*Consigna 1*:
Responde según el texto sobre el Bar El Sol:
(a) ¿Hasta qué año funcionó el bar?
(b) ¿En qué publicación y en qué mes y año se publicó el relato "El Sol de Banfield"?
(c) ¿Con qué frase completa su sentencia el pintor de mameluco blanco?
*Consigna 2*: Cita el fragmento del texto sobre el Bar El Sol que va de "El Sol de Banfield" a "estría al alcohol.", ambos incluidos.

====== Texto proporcionado ======

Hace unos días
mientras caminaba por Maipú hacia la parada del 278 frente a la estación,
llegando a Vergara intentaba recordar cuantos años pasaron desde que cerró
definitivamente el BAR EL SOL.
Cuando llegue a casa comencé a buscar
en internet a ver que encontraba, surgiendo este relato, que no tengo duda que
es mucho más bonito e interesante que cualquier cosa que salga del teclado de
mi notebook.
Seguramente en otro momento retomare el
tema, buscando y publicando lo que surja, de lo que fue uno de los símbolos de
la Ciudad de Banfield que funciono hasta el 2008.
El Sol de Banfield
Nicolás Fratarelli
Publicado en El Banfileño
Julio 2013
El aroma del café negro se mezcla con la punzante
fragancia que expele la ginebra. El pocillo de porcelana montado sobre un
platito que apenas juega de acompañante segundón, invita a una partida de
tute cabrero al vasito transparente que estría al alcohol.
El sonido acompaña. Las bolas de billar se golpean
entre sí. Se acarician, se saludan, límpidas se reconocen por un instante y se
acomodan para que ese taco de lapacho, lustrado, suave, algo
desvencijado, atiborrado de huellas superpuestas, les vuelva a pegar y a
llamarlas Marta.
El paño verde del único mueble nivelado del bar se
prolonga en las voces asimétricas que rebotan en las bandas. La felpa se
extiende en la barra del estaño, en las disquisiciones de las carambolas, en el
sonido poético de los dados que no logran completar la generala porque los
cuatro ases se resisten en aparecer todos juntos y a la vez, el paño se explaya
en las discusiones políticas que arrancan con un comentario del clima ni bien
entra aquel pintor de mameluco blanco que a modo de saludo expresa entusiasmado
“qué hermosa mañana tenemos hoy” para luego completar la sentencia: “es un día
peronista”.
El humo del cigarrillo se mezcla con aquel hálito
perfumado del café, mientras Crítica - luego Crónica- para unos La Razón para
otros y La Prensa para pocos, se desdoblan sobre la mesa a la espera de una
lectura que busca argumentos para defender posturas preexistentes.

====== Datos proporcionados ======

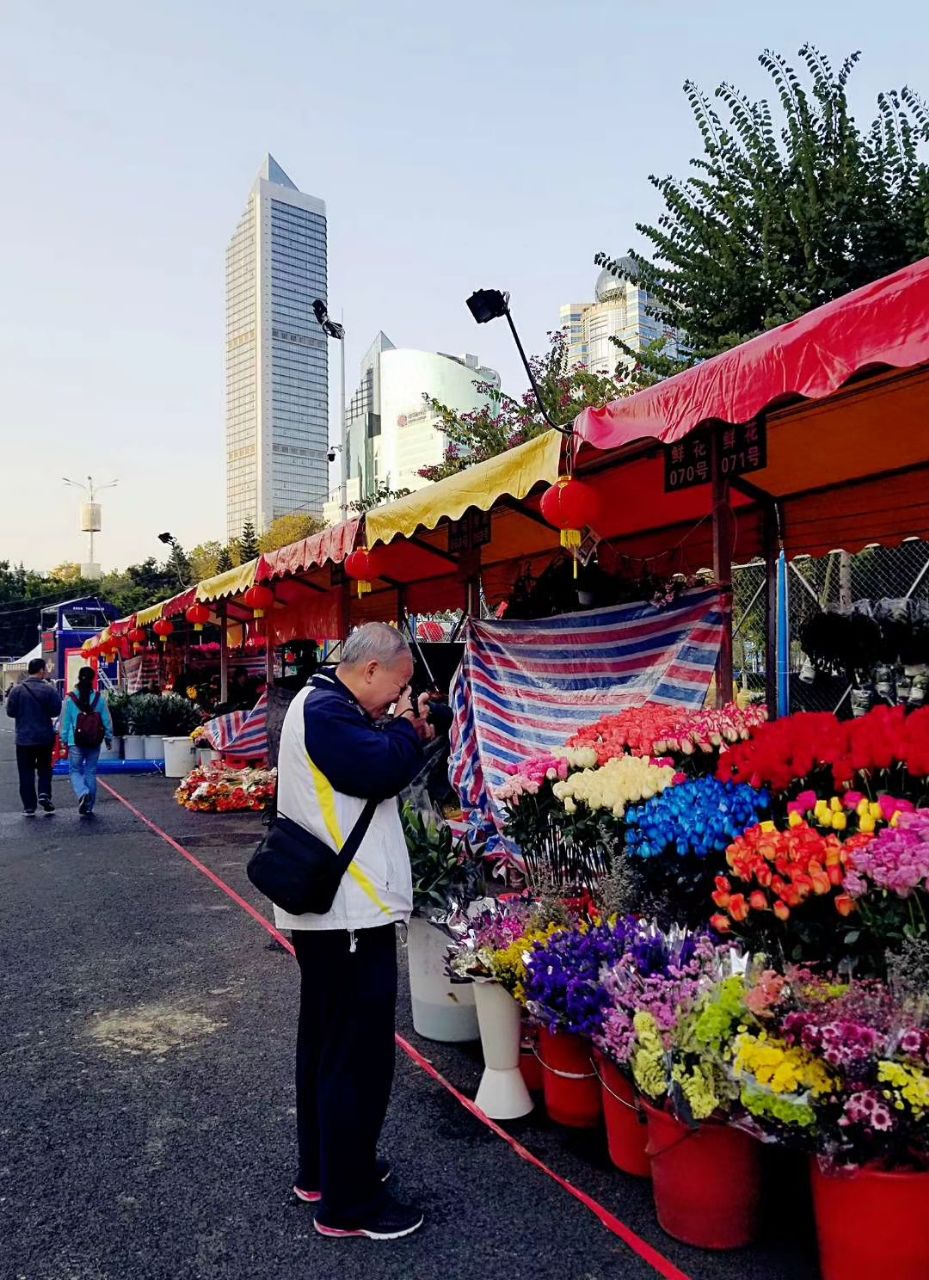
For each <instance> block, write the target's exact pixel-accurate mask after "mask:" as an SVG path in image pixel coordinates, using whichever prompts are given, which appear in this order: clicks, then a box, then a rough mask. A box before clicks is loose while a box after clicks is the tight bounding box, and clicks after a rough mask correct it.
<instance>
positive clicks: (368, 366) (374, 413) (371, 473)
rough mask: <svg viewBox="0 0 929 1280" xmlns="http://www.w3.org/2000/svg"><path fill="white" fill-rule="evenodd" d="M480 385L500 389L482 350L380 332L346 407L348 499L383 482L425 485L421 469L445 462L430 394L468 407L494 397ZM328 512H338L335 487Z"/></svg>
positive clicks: (332, 516)
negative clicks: (408, 340)
mask: <svg viewBox="0 0 929 1280" xmlns="http://www.w3.org/2000/svg"><path fill="white" fill-rule="evenodd" d="M475 383H489V384H490V385H493V387H499V385H500V376H499V374H498V372H496V371H495V370H493V369H486V367H485V366H484V365H481V362H480V360H479V358H477V356H447V355H444V353H443V352H434V351H413V349H409V348H398V347H394V344H393V343H392V342H390V339H389V338H388V337H386V334H384V333H379V334H377V337H376V338H375V339H374V342H372V343H371V346H370V347H369V349H367V351H366V352H365V356H363V358H362V361H361V379H360V381H358V389H357V390H356V393H354V394H353V396H352V399H351V402H349V403H348V406H347V411H345V436H347V444H348V448H347V451H345V458H344V460H343V465H344V466H345V475H347V486H345V488H347V498H348V502H349V503H351V502H357V500H358V499H360V498H369V497H371V494H374V493H376V492H377V488H379V486H380V485H381V484H384V485H386V486H388V488H389V489H393V490H397V489H421V488H422V485H425V484H427V483H429V481H427V480H424V479H422V476H421V475H420V470H421V468H422V467H426V466H433V465H435V463H438V462H441V460H443V456H444V452H445V436H444V434H443V431H441V430H440V429H439V419H438V415H436V413H435V412H434V411H433V408H431V406H430V404H429V402H427V399H426V397H429V398H430V399H436V401H439V403H441V404H447V406H448V407H449V408H453V410H456V411H457V412H459V413H463V412H467V411H468V410H472V408H479V407H480V406H481V404H486V403H488V402H489V397H488V396H485V394H484V393H482V392H479V390H477V388H476V387H475ZM324 518H325V520H326V522H328V524H335V522H337V521H338V520H339V518H340V516H339V490H338V489H335V490H333V494H331V495H330V500H329V502H328V503H326V509H325V512H324Z"/></svg>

======

*Respuesta 1*:
(a) Hasta 2008.
(b) En El Banfileño, en julio de 2013.
(c) "es un día peronista".

*Respuesta 2*:
El Sol de Banfield
Nicolás Fratarelli
Publicado en El Banfileño
Julio 2013
El aroma del café negro se mezcla con la punzante
fragancia que expele la ginebra. El pocillo de porcelana montado sobre un
platito que apenas juega de acompañante segundón, invita a una partida de
tute cabrero al vasito transparente que estría al alcohol.